**Article:**
Watches are made up of a few components, a trigger, a input, a transform, a condition and a action. The trigger describes how often a watch should be run, for now it only supports cron like scheduling, but eventually it might also support other types of triggers. The input describes what sort of data should be fed into a watch, which comes in the form of an elastic query for the most part. The transform allows the results to be modified or cleaned before running the condition check on the results, this is useful if you want to run scripts to update or change the data. A condition incidates when a watch should perform an action, and can as simple as a comparision between two values, to running a script to determine the condition. Finally, a set of actions is given for when the condition is triggered, each action will be invoked on each true condition.

As indicated above, we want to try and build a watch that alerts us on the basic metrics from metric beat. So lets look at what data metricbeat sends to elastic…

Output from Metricbeat

Metricbeat is an agent that reads and sends metric data to a couple of different destinations, the standard one is elasticsearch, but you could also send to logstash, kafka or a file. Configuring and managing metric beat is not really covered in this article, but elasticsearch does provide excellent documentation around metric beat. When you start looking at the results from metric beat, you could feel a little overwhelmed. The field data is pretty well described and matches what you would expect. For our alerts we are interested in the metricset.module: system events. In particular, memory data is available under metricset.name: memory.

Here is an example of the memory json, as you can see it contains a set of fields that describes the memory usage at a particular time.

"system": {
  "memory": {
    "free": 20283392,
    "actual": {
      "free": 7004405760,
      "used": {
        "pct": 0.5923,
        "bytes": 10175463424
      }
    },
    "swap": {
      "total": 1073741824,
      "used": {
        "bytes": 477364224,
        "pct": 0.4446
      },
      "free": 596377600
    },
    "total": 17179869184,
    "used": {
      "bytes": 17159585792,
      "pct": 0.9988
    }
  }
}

The next section describes the queries to get the metric sets from the index…

Elastic Queries

The query that will retrieve all of the memory metrics from the metric beat index is given below.

GET metricbeat-*/_search
{
  "query": {
    "bool": {
      "must": [
        { "match": {"metricset.module": "system"} },
        { "match": {"metricset.name": "memory"} }
      ]
    }
  }
}

We could be fancier about it, but for the most part this will provide the simpliest options and help us use the watch for the more complicated stuff. You can replace “memory” with “cpu” or “filesystem” to get different metrics. Also, you could get a lot of details around processes if you want from the “process” metricsets, but this is beyond what we are trying to achieve in this example.

**Recorded data:**
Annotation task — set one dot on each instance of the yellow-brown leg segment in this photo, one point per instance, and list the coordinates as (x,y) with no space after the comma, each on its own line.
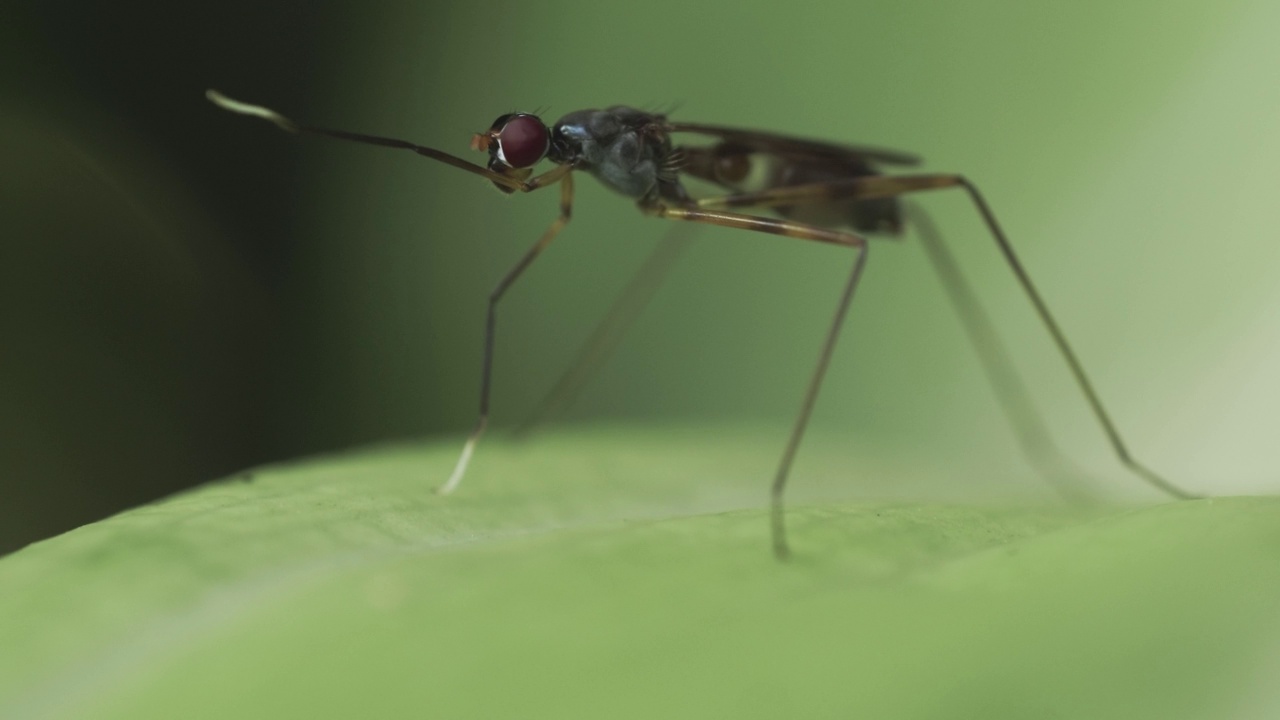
(566,212)
(787,228)
(892,186)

**Set task 1:**
Answer these questions using the article on Elasticsearch watches:
(a) What kind of scheduling does a trigger currently support?
(b) Besides elasticsearch, which destinations can Metricbeat send metric data to?
(c) Which values can replace "memory" in the query to retrieve different metrics?
**Set task 2:** Reproduce the passage from the article on Elasticsearch watches starting at "Metricbeat is an" and ending at "a particular time.", switching "overwhelmed" to "daunted".

**Final answer 1:**
(a) Cron-like scheduling.
(b) Logstash, kafka, or a file.
(c) "cpu" or "filesystem".

**Final answer 2:**
Metricbeat is an agent that reads and sends metric data to a couple of different destinations, the standard one is elasticsearch, but you could also send to logstash, kafka or a file. Configuring and managing metric beat is not really covered in this article, but elasticsearch does provide excellent documentation around metric beat. When you start looking at the results from metric beat, you could feel a little daunted. The field data is pretty well described and matches what you would expect. For our alerts we are interested in the metricset.module: system events. In particular, memory data is available under metricset.name: memory.

Here is an example of the memory json, as you can see it contains a set of fields that describes the memory usage at a particular time.